Image-grounded pointing data
BEGIN
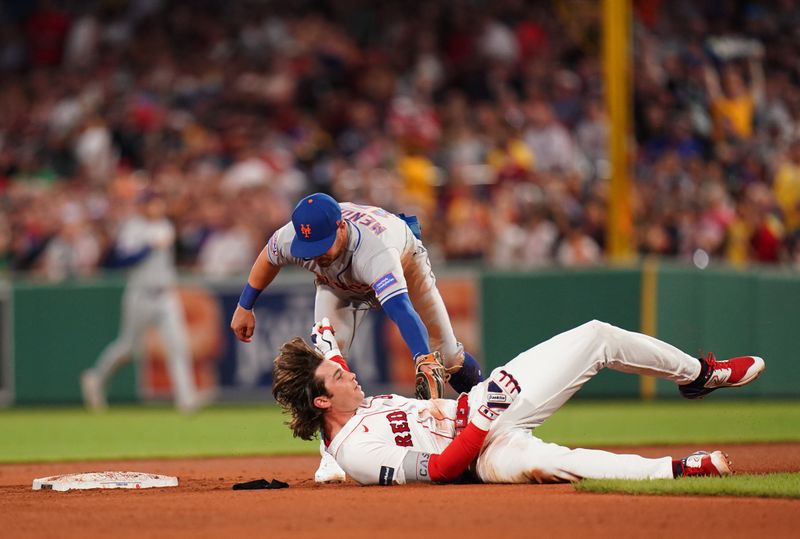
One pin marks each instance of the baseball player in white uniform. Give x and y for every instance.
(364, 257)
(389, 439)
(145, 245)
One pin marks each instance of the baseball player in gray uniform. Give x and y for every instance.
(364, 257)
(389, 439)
(145, 246)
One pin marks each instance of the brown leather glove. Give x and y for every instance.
(430, 376)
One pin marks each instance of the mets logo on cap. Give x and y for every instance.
(315, 219)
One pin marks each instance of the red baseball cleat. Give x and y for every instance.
(734, 372)
(702, 464)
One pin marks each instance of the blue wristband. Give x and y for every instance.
(249, 297)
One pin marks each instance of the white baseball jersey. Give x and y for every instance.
(373, 445)
(380, 245)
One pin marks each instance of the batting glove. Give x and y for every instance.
(322, 337)
(502, 389)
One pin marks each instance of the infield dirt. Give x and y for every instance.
(205, 506)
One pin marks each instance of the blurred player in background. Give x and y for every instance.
(364, 257)
(389, 439)
(145, 246)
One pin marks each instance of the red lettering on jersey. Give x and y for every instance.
(404, 441)
(398, 421)
(400, 427)
(399, 415)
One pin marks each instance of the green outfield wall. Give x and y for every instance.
(51, 332)
(59, 330)
(725, 311)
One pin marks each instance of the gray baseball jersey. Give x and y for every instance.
(371, 270)
(382, 259)
(157, 268)
(150, 300)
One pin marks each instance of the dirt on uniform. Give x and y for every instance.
(204, 505)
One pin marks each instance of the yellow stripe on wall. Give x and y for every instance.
(649, 318)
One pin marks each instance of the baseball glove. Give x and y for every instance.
(430, 376)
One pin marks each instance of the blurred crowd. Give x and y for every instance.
(485, 118)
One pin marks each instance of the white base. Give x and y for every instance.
(83, 481)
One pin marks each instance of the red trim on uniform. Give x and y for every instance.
(451, 463)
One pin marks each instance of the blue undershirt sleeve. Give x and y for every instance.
(412, 329)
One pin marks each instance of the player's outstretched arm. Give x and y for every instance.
(243, 322)
(323, 339)
(501, 390)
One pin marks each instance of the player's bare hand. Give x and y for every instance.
(243, 324)
(502, 389)
(322, 337)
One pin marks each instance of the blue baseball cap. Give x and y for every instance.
(316, 219)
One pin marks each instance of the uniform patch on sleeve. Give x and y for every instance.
(273, 244)
(386, 476)
(384, 282)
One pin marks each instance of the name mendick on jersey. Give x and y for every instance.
(364, 218)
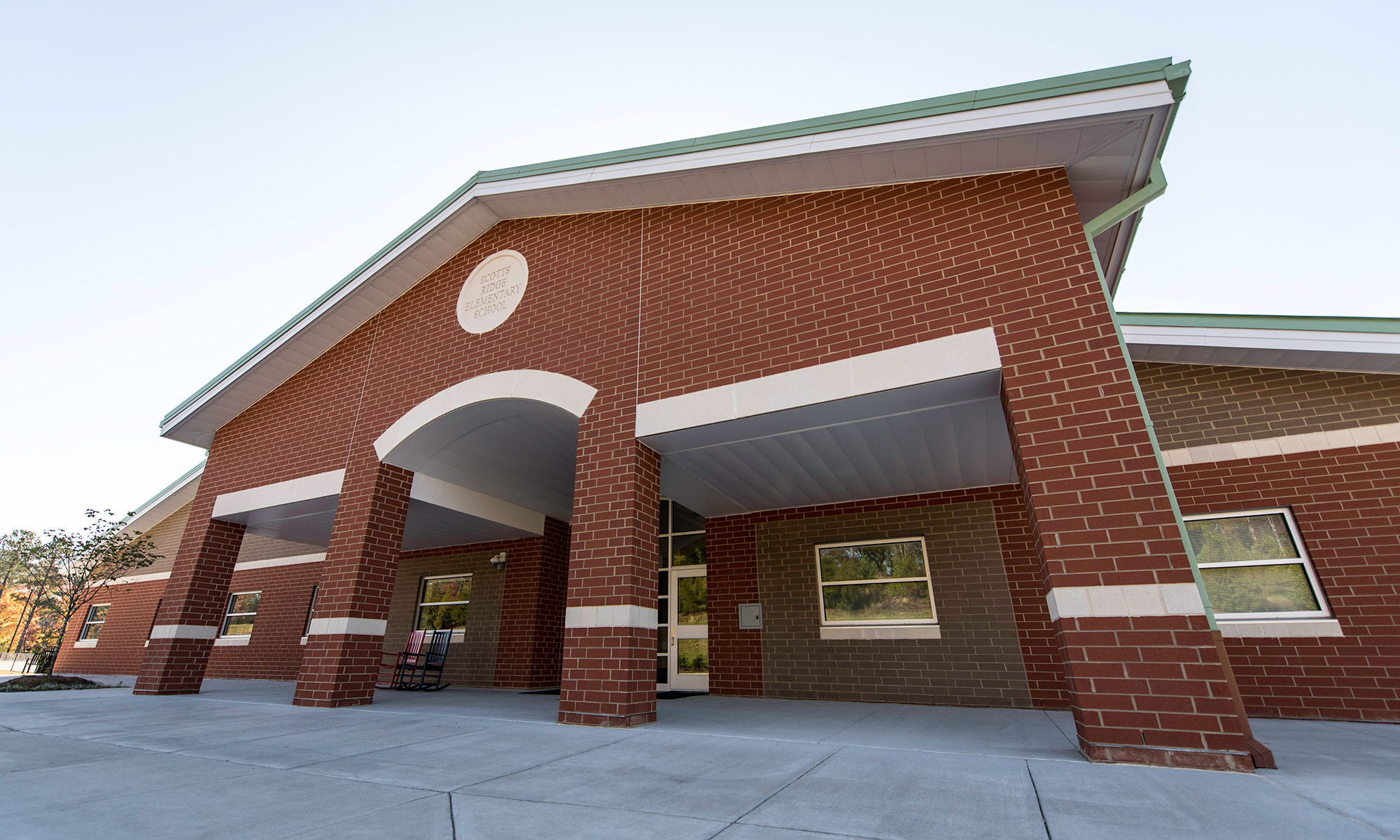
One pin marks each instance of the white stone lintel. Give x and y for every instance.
END
TASK STATEMENT:
The records above are to be copied exactly, without their pictures.

RESULT:
One pin marks each instance of the baseball player in white uniform. Give x and y for every instance.
(364, 257)
(389, 439)
(145, 245)
One pin marks each instance of the baseball player in gray uniform. Give x and y for every instance.
(364, 257)
(389, 439)
(145, 246)
One pin marks each instance of the brown leather glove. Give x and y for every instance.
(430, 376)
One pin marks each instance of the mets logo on cap. Give x and y for every instance.
(315, 219)
One pin marks each instance of the red baseball cleat. Give x and y for every instance.
(734, 372)
(702, 464)
One pin marks each instance of the blue wristband. Give x and y for every instance.
(249, 297)
One pin marks each instance of the white baseball jersey. Give x and y for every instance.
(373, 445)
(380, 245)
One pin marks each instance of the batting glove. Give x and y for every instance.
(322, 337)
(502, 389)
One pin marks each instance of the infield dirt. Give x and y for every instance.
(205, 506)
One pin marks each instance of the blurred player in background. Give x and y for every instance.
(364, 257)
(389, 439)
(145, 246)
One pin marks each instance of the red lettering on jersey. Give x and y for every instance.
(404, 441)
(398, 421)
(400, 427)
(399, 415)
One pin marks each instance of the green outfield wall. Give x and y for every instance.
(51, 332)
(59, 330)
(725, 311)
One pin marks each instance of the gray baseball jersey. Give x and y for every instance.
(371, 270)
(382, 259)
(157, 268)
(150, 300)
One pin marks each instance of the dirt on uniform. Give x and y for every instance.
(204, 505)
One pin marks each instance of the yellow stripe on wall. Give x and y for every instance.
(649, 318)
One pin marks each instance of the baseball glove. Give x and y for every instance.
(430, 376)
One pin marks each instance of the blurred crowd. Give x and y for every instance.
(485, 118)
One pin marks each instance of the white base. Give x and y for every instance.
(83, 481)
One pin marks each instance of the red trim on uniform. Give x and y for every instance.
(451, 463)
One pin marks each instance of the blue undershirt sleeve. Give x and y for every instance.
(412, 329)
One pin marks each instance of the player's outstretched arm. Give x and y for every instance.
(243, 322)
(323, 339)
(501, 390)
One pin marks each instance of the player's bare hand. Give x and y for every instance.
(243, 324)
(502, 389)
(322, 337)
One pin marks each instance of the blue baseball cap. Give x and y for every instance.
(316, 219)
One pin marks each instance of the uniform patch on sleeve. Give x and y for every instance.
(273, 244)
(386, 476)
(384, 282)
One pin marks each instance of the name mendick on jersey. Give x and y for every instance.
(364, 218)
One pin marks each instance of the white stone lintel. Give x and y for every instance.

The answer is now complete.